:: What is being asked ::
Edit the records below by replacing every occurrence of "pin one point" with "place one point" and keeping everything else unchanged. Leave the pictures out of your output.

:: Exercise inputs ::
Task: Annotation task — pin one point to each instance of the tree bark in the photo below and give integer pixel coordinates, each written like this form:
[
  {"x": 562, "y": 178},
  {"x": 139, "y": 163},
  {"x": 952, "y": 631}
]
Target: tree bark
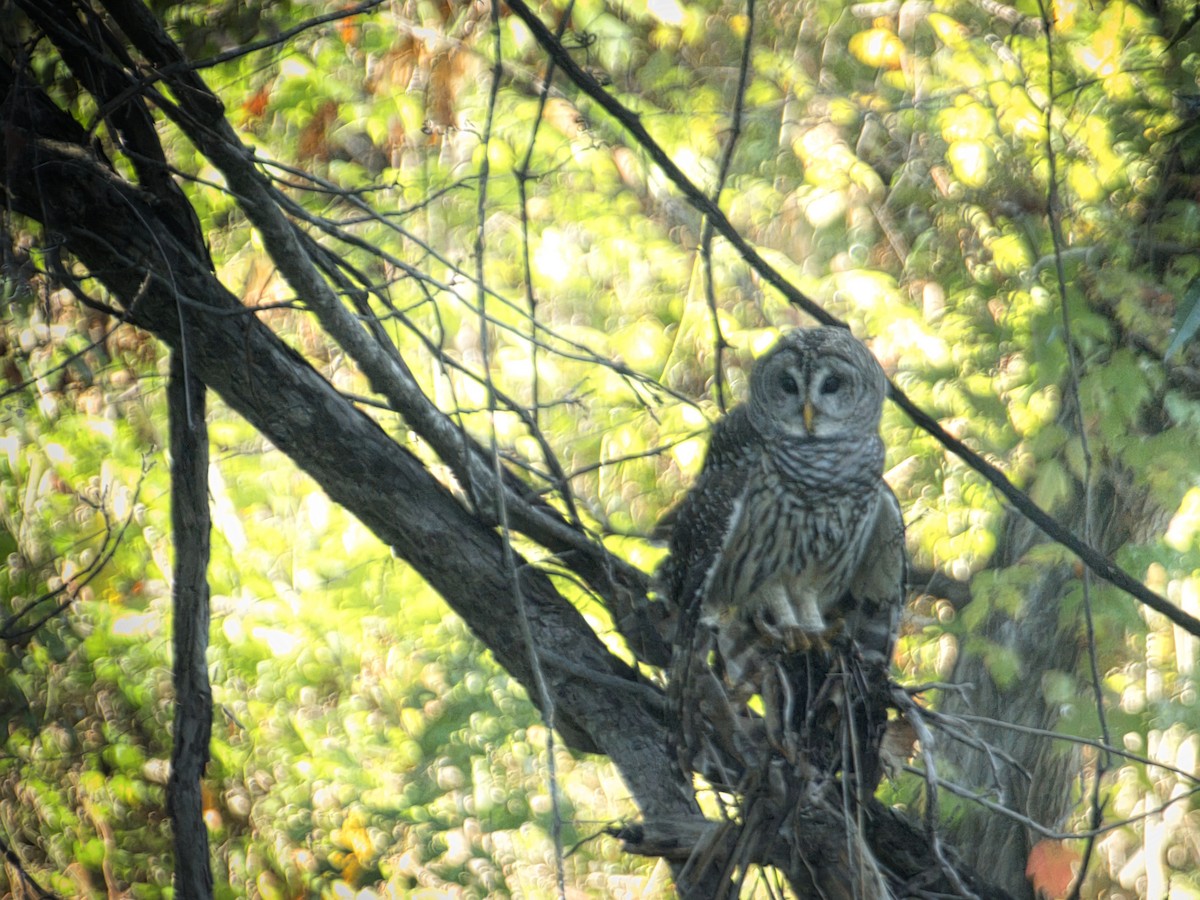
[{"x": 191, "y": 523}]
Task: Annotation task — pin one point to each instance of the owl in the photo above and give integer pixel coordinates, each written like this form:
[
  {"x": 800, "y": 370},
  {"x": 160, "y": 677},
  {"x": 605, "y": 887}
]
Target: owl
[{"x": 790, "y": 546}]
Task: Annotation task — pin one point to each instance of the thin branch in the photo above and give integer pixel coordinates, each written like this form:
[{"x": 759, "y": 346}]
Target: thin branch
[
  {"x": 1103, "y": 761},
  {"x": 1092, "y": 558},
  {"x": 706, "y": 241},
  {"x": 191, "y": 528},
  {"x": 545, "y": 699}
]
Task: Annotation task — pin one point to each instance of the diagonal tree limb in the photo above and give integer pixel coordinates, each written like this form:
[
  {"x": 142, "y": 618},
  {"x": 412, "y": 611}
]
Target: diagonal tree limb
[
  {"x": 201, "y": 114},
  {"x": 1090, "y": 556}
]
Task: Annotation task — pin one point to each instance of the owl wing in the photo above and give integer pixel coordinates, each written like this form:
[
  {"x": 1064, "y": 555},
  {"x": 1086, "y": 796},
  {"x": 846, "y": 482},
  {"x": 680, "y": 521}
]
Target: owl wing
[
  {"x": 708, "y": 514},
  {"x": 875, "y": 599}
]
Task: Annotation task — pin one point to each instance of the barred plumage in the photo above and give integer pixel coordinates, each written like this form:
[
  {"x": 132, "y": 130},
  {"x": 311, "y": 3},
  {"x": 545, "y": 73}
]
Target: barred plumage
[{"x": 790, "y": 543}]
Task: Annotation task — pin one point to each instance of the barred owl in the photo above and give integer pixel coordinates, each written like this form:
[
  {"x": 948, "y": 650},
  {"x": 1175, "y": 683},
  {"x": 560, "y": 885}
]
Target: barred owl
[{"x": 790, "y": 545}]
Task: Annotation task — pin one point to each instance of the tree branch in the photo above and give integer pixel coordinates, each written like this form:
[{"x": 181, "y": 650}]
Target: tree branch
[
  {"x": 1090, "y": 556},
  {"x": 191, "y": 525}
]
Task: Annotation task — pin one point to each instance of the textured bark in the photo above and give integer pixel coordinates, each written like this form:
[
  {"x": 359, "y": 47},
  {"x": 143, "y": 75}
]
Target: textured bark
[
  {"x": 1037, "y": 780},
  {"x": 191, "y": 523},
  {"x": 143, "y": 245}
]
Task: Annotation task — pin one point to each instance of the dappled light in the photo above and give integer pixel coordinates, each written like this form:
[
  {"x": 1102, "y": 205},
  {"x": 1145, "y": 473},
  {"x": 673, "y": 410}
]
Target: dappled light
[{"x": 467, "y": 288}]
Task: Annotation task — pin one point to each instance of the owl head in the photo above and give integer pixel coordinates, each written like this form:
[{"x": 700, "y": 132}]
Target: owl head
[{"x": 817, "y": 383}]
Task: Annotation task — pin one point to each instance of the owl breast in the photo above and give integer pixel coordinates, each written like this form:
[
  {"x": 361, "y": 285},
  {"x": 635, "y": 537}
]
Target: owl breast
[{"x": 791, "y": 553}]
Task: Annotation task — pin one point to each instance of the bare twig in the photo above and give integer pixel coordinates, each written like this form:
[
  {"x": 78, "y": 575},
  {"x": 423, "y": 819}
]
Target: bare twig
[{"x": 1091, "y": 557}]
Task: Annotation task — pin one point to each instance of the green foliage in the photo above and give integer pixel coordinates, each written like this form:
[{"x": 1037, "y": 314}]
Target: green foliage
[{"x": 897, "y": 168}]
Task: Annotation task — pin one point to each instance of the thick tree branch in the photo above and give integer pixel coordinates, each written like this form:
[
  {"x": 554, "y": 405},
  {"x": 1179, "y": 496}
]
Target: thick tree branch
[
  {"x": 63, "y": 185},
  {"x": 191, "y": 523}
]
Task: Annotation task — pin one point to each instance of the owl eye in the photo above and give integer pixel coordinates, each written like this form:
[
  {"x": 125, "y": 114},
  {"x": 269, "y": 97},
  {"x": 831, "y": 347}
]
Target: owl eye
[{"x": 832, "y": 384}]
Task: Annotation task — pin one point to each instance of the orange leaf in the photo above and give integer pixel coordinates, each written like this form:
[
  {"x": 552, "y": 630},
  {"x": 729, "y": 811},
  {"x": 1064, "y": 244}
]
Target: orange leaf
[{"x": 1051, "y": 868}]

:: Solution to this problem ::
Task: Annotation task — place one point to each instance of the tree bark in the photo below and give integer pixel coordinates, each written like this form:
[
  {"x": 562, "y": 178},
  {"x": 139, "y": 163},
  {"x": 952, "y": 631}
]
Target: tree bark
[{"x": 191, "y": 523}]
Task: Annotation task — place one point to each instance of the owl in the photo above and give integer pixel coordinates, each written like this form:
[
  {"x": 800, "y": 370},
  {"x": 160, "y": 677},
  {"x": 605, "y": 887}
]
Target: owl
[{"x": 790, "y": 546}]
Task: Annotation task — place one point to each instance of the thin branch in the photo above and give integer pixel coordinates, each written like this form:
[{"x": 759, "y": 346}]
Target: thin branch
[
  {"x": 1103, "y": 761},
  {"x": 1092, "y": 558},
  {"x": 706, "y": 241},
  {"x": 191, "y": 528},
  {"x": 545, "y": 699}
]
Task: Annotation task — place one point to each instance of the diagonal tree limb in the photo above and give integer pixel coordinates, each written like this form:
[
  {"x": 142, "y": 618},
  {"x": 412, "y": 611}
]
Target: diagonal tree limb
[
  {"x": 201, "y": 114},
  {"x": 1090, "y": 556}
]
Task: Annotation task — place one point to each instance of the owl wing in the photo above and give integer pixel coordinates, each written like this form:
[
  {"x": 1064, "y": 555},
  {"x": 1086, "y": 796},
  {"x": 846, "y": 482},
  {"x": 680, "y": 521}
]
Target: owl wing
[
  {"x": 708, "y": 514},
  {"x": 875, "y": 599}
]
Task: Annotation task — place one point to each instance of the barred plumage in the photo above and give integer pixel coordinates, each written like this form:
[
  {"x": 132, "y": 130},
  {"x": 311, "y": 3},
  {"x": 545, "y": 73}
]
Target: barred plumage
[{"x": 790, "y": 543}]
Task: Annotation task — place one point to each instance of the barred owl in the photo above and give integer pixel coordinates, each written like this form:
[
  {"x": 948, "y": 650},
  {"x": 1175, "y": 683},
  {"x": 560, "y": 885}
]
Target: barred owl
[{"x": 790, "y": 545}]
Task: Annotation task — place one point to each instance of the tree branch in the photo above and give integer pixel coordinates, each written like this form:
[{"x": 181, "y": 650}]
Target: tree branch
[
  {"x": 1090, "y": 556},
  {"x": 191, "y": 525}
]
Task: Annotation task — place one point to each instance of the textured bark in the photo above and give integer pixel coordinates, each written like this form:
[
  {"x": 359, "y": 47},
  {"x": 143, "y": 75}
]
Target: textured bark
[
  {"x": 1037, "y": 780},
  {"x": 191, "y": 523},
  {"x": 143, "y": 245}
]
Task: Annotation task — place one point to each instance of the dappled light in the photo above and give integer pixel coordinates, each written like this form:
[
  {"x": 1102, "y": 205},
  {"x": 1145, "y": 473},
  {"x": 673, "y": 410}
]
Target: dappled light
[{"x": 467, "y": 288}]
Task: Annotation task — place one point to each instance of the owl head in the photo above and give integer pixel coordinates, each written like this form:
[{"x": 700, "y": 132}]
Target: owl head
[{"x": 817, "y": 383}]
Task: Annotation task — place one point to each instance of the owl breast in the photo above and give integer pixel coordinates, each written like this form:
[
  {"x": 361, "y": 285},
  {"x": 635, "y": 537}
]
Target: owl breast
[{"x": 791, "y": 553}]
Task: Annotation task — place one point to each instance of the bare twig in the photo above and give integer pixel coordinates, each written like this form:
[
  {"x": 78, "y": 575},
  {"x": 423, "y": 819}
]
Target: bare twig
[{"x": 1091, "y": 557}]
Task: Annotation task — place one point to each instance of the green foliage in the photo above and give integer pixel coordinates, each written like this form:
[{"x": 1037, "y": 314}]
Target: green foliage
[{"x": 897, "y": 168}]
Task: Annotation task — place one point to each instance of the thick tree branch in the photo above and give integer pixel coordinates, each written like this form:
[
  {"x": 554, "y": 405},
  {"x": 1179, "y": 496}
]
Target: thick tree branch
[
  {"x": 63, "y": 185},
  {"x": 191, "y": 523}
]
Task: Annotation task — place one point to each instance of the owl eye in the photo above and give integer pixel coordinates, each written like this form:
[
  {"x": 125, "y": 114},
  {"x": 269, "y": 97},
  {"x": 831, "y": 347}
]
Target: owl eye
[{"x": 832, "y": 384}]
Task: Annotation task — place one point to each instance of the orange leaf in the photo above and give integer pixel coordinates, each written like this form:
[
  {"x": 552, "y": 630},
  {"x": 729, "y": 811},
  {"x": 1064, "y": 244}
]
Target: orange leaf
[{"x": 1051, "y": 868}]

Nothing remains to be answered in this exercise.